### Point localization data
__________________________________________________
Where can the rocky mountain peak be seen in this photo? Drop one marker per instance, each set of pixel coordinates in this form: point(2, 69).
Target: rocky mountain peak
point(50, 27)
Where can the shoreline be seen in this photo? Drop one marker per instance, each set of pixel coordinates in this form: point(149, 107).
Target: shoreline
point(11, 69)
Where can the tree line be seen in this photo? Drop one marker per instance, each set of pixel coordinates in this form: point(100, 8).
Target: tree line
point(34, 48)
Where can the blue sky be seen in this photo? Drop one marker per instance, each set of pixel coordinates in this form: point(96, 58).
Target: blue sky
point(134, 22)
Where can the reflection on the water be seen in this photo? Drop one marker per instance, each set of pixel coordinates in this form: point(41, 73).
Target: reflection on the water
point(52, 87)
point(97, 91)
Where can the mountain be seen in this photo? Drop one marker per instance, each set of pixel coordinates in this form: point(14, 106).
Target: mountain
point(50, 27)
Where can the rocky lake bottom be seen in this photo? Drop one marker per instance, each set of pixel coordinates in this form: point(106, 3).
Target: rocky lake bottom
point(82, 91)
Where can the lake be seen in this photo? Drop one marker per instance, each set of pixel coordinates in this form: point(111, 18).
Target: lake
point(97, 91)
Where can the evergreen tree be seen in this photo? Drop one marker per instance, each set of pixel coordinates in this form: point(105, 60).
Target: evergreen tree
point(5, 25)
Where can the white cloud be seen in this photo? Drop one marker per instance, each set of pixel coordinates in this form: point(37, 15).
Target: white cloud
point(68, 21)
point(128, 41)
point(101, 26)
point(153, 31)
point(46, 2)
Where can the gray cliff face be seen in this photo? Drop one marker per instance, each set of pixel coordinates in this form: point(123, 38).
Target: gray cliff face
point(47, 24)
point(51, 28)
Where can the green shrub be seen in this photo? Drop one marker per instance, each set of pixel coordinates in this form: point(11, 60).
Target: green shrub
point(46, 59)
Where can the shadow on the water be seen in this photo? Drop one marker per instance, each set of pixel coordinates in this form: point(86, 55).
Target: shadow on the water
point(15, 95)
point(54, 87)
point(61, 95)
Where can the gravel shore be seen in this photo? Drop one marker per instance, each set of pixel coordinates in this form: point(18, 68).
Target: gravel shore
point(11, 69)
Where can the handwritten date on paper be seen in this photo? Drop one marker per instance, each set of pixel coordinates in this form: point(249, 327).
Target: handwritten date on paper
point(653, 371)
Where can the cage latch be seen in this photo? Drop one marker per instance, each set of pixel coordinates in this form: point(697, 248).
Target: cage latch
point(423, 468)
__________________________________________________
### Activity
Can you repeat, word for word, every line above from the one containing "Where can the white" down to the one containing "Where can the gray", including both?

### Answer for this exercise
Where can the white cloud be seen in this photo? Drop one marker per instance, each set of pixel coordinates in this form: point(37, 15).
Target: white cloud
point(68, 21)
point(128, 41)
point(101, 26)
point(153, 31)
point(46, 2)
Where can the gray cliff face be seen in this photo? Drop one marker per instance, each set of pixel coordinates in this form: point(123, 38).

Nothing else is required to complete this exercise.